== Selected passage ==
§ §

Commentary: It takes a watershed to raise salmon

Students had a hard time taking their eyes off the eggs once they were placed into the classroom tank. Photo courtesy of Pepper Good/Mentasta Lake Katie John School

Migrating fry from Mentasta Lake, near the headwaters of the Copper River, travel almost 300 miles down to the Gulf of Alaska, where they grow into adults and eventually return to Mentasta Lake and its tributaries to spawn and continue the life cycle in the very waters where their journey began.

Salmon are able to complete this complex life cycle because the Copper River Watershed is mostly intact and has clean, clear waterways interconnected and winding from inland, freshwater streams and lakes all the way down to the ocean. Similarly, because there are strong ties between 11 partners throughout the watershed, from Mentasta Lake to Cordova at the mouth of the Copper River, we were able to support six salmon tanks at all schools in the Copper River Watershed, allowing all students in the region to witness the amazing and delicate early life stages of salmon, while taking an active role in caring for the resource that sustains their cultures, communities and their way of life.

The salmon tank project literally puts the health of salmon into the hands of students and their teachers who are responsible for maintaining adequate living conditions in their classroom tank. Students monitor the temperature daily and watch as eggs hatch and their fry start to feed. By monitoring water quality, being responsible for cleaning the tank, and feeding the salmon, students learn what salmon need to thrive.

§ §

== Recorded data ==

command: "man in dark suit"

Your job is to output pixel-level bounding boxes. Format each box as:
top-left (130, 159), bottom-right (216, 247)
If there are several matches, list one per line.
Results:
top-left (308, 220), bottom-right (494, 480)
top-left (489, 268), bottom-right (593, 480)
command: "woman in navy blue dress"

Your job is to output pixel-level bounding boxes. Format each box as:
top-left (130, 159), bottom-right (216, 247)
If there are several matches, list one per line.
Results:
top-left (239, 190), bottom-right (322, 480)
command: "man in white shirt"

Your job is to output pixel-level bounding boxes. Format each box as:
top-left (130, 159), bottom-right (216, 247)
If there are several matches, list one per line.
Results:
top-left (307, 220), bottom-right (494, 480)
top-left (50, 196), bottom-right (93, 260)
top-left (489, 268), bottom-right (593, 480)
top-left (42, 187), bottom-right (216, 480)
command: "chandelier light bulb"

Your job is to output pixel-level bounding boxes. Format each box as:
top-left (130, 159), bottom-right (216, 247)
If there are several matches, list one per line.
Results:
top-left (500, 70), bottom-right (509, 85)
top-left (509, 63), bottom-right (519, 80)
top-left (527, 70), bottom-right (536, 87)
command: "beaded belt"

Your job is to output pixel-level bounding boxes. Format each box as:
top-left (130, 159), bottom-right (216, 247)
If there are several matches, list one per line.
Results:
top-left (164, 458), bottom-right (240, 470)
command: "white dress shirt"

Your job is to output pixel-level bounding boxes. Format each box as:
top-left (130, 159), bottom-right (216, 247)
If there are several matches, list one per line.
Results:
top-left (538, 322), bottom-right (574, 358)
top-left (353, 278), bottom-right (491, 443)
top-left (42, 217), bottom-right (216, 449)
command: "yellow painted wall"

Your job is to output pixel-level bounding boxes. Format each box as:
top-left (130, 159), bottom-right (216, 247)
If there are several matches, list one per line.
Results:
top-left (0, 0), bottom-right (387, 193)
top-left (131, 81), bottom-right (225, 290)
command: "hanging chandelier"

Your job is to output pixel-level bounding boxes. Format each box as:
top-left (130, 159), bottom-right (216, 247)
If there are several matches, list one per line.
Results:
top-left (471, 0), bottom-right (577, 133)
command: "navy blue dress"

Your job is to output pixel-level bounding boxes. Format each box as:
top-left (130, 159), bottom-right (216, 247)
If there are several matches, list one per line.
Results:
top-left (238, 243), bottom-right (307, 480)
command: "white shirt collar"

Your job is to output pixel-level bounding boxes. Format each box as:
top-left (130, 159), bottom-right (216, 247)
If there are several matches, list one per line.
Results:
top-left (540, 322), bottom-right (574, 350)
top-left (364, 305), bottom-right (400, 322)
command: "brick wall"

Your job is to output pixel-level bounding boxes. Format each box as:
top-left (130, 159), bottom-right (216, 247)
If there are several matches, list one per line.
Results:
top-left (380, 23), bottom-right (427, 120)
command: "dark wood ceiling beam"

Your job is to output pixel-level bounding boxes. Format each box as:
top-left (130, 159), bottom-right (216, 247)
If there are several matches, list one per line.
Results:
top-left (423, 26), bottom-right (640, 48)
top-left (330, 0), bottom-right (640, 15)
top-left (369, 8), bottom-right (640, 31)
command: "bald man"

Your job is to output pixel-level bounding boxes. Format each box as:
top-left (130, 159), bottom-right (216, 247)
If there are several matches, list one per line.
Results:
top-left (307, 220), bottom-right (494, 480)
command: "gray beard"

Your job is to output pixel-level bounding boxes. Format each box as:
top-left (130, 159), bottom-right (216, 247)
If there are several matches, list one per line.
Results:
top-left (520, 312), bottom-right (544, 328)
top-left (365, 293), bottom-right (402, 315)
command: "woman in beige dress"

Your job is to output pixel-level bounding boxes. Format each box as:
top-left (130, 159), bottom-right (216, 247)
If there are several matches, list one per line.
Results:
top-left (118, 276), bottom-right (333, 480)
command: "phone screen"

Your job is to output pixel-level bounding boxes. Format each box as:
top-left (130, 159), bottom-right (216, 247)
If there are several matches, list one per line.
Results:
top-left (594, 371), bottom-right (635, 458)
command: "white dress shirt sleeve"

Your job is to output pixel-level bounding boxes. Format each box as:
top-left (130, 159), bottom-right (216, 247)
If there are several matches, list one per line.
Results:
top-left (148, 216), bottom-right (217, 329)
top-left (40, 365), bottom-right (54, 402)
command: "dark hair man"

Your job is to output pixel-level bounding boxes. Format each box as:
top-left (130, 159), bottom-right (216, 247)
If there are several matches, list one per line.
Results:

§ §

== Exercise goal ==
Revise the salmon commentary from "Students had a" to "their journey began.", giving that part again with "Gulf of Alaska" replaced by "Pacific Ocean".

== Reply to the task ==
Students had a hard time taking their eyes off the eggs once they were placed into the classroom tank. Photo courtesy of Pepper Good/Mentasta Lake Katie John School

Migrating fry from Mentasta Lake, near the headwaters of the Copper River, travel almost 300 miles down to the Pacific Ocean, where they grow into adults and eventually return to Mentasta Lake and its tributaries to spawn and continue the life cycle in the very waters where their journey began.